TO DO:
Give the data again exactly as it appears.

------------

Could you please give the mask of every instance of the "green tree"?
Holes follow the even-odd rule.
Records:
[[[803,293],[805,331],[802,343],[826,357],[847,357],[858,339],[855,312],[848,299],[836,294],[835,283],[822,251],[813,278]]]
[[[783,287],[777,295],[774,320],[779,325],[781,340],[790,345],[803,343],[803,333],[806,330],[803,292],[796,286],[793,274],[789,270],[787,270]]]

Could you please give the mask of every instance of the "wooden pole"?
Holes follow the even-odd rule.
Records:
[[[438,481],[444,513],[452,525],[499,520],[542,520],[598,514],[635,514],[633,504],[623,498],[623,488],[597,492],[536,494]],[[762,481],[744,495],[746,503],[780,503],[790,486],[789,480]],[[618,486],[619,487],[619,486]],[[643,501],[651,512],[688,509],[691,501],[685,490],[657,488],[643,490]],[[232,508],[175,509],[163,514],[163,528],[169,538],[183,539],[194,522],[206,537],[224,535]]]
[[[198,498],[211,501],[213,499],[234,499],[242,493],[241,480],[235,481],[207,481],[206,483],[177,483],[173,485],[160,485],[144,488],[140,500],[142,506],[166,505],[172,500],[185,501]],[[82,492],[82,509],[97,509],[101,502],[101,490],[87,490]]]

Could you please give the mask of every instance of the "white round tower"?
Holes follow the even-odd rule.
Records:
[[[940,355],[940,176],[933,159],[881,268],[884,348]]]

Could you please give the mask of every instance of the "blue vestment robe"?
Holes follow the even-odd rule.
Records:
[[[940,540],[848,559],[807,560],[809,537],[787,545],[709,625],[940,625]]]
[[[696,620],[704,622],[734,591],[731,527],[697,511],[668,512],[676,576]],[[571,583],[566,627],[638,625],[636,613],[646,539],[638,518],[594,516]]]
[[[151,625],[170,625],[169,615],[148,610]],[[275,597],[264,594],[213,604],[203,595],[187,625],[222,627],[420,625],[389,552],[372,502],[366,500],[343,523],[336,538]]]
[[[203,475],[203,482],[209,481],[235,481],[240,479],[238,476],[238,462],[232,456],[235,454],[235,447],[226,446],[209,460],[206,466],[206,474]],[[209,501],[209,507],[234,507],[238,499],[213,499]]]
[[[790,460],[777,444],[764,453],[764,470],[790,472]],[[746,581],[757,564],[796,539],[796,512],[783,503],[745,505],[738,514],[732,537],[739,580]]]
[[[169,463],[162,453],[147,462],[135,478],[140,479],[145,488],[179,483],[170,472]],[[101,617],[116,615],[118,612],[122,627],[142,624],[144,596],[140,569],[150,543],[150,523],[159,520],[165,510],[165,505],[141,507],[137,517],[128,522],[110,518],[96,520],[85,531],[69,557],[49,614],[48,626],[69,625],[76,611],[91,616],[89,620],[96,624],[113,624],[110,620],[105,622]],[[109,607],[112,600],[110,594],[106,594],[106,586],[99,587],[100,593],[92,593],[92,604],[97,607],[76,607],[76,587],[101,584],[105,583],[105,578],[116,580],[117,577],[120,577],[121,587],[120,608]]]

------------

RESULT OF THE TASK:
Could you please give the mask of every instance of the "green tree"?
Holes follow the even-odd rule.
Records:
[[[803,293],[805,331],[802,343],[826,357],[847,357],[858,339],[855,312],[848,299],[836,294],[835,283],[822,251],[813,278]]]
[[[783,287],[777,295],[774,320],[779,325],[781,340],[790,345],[803,343],[803,333],[806,330],[803,292],[796,286],[793,274],[789,270],[787,270]]]

Could you please give the mask of every instance of the "wooden pole"?
Holes follow the even-odd rule.
Records:
[[[438,481],[444,513],[452,525],[499,520],[542,520],[598,514],[635,514],[633,504],[623,498],[623,488],[597,492],[536,494]],[[762,481],[744,495],[746,503],[780,503],[790,486],[789,480]],[[618,486],[619,487],[619,486]],[[643,501],[651,512],[688,509],[691,501],[685,490],[657,488],[643,490]],[[232,508],[175,509],[163,514],[163,528],[169,538],[183,539],[194,522],[206,537],[224,535]]]
[[[198,498],[211,501],[213,499],[234,499],[242,493],[241,480],[235,481],[207,481],[206,483],[177,483],[173,485],[160,485],[144,488],[140,500],[142,506],[166,505],[172,500],[185,501]],[[82,492],[82,509],[97,509],[101,502],[101,490],[87,490]]]

Could you please give the mask of every instance of the "white round tower"?
Holes follow the even-odd rule.
Records:
[[[940,355],[940,176],[933,159],[881,268],[884,348]]]

Could you please give the mask of every instance of the "blue vestment robe"?
Holes follow the even-odd rule.
Records:
[[[940,540],[848,559],[807,560],[809,537],[787,545],[709,625],[940,625]]]
[[[696,620],[704,622],[734,591],[731,527],[697,511],[668,512],[676,576]],[[571,583],[566,627],[638,625],[636,613],[646,539],[638,518],[594,516]]]
[[[151,625],[170,625],[169,615],[148,610]],[[275,597],[264,594],[213,604],[203,595],[187,625],[222,627],[420,625],[389,552],[372,502],[366,500],[343,523],[336,538]]]
[[[203,475],[203,482],[209,481],[235,481],[240,479],[238,476],[238,462],[232,456],[235,454],[235,447],[226,446],[209,460],[206,466],[206,474]],[[209,501],[209,507],[234,507],[238,499],[213,499]]]
[[[790,460],[777,444],[764,453],[764,470],[790,472]],[[746,581],[757,564],[796,539],[796,512],[783,503],[745,505],[738,514],[732,537],[739,580]]]
[[[169,463],[162,453],[147,462],[135,478],[140,479],[145,488],[179,483],[170,472]],[[101,617],[116,615],[118,612],[122,627],[142,624],[144,596],[140,569],[150,543],[150,523],[159,520],[165,510],[165,505],[141,507],[137,517],[128,522],[110,518],[96,520],[85,531],[69,557],[49,614],[48,626],[69,625],[76,611],[91,616],[89,620],[96,624],[113,624],[110,620],[105,622]],[[109,607],[112,600],[110,594],[106,594],[106,586],[99,587],[100,593],[92,593],[92,604],[97,607],[76,607],[76,587],[101,584],[105,583],[105,578],[116,580],[117,577],[120,577],[121,587],[120,608]]]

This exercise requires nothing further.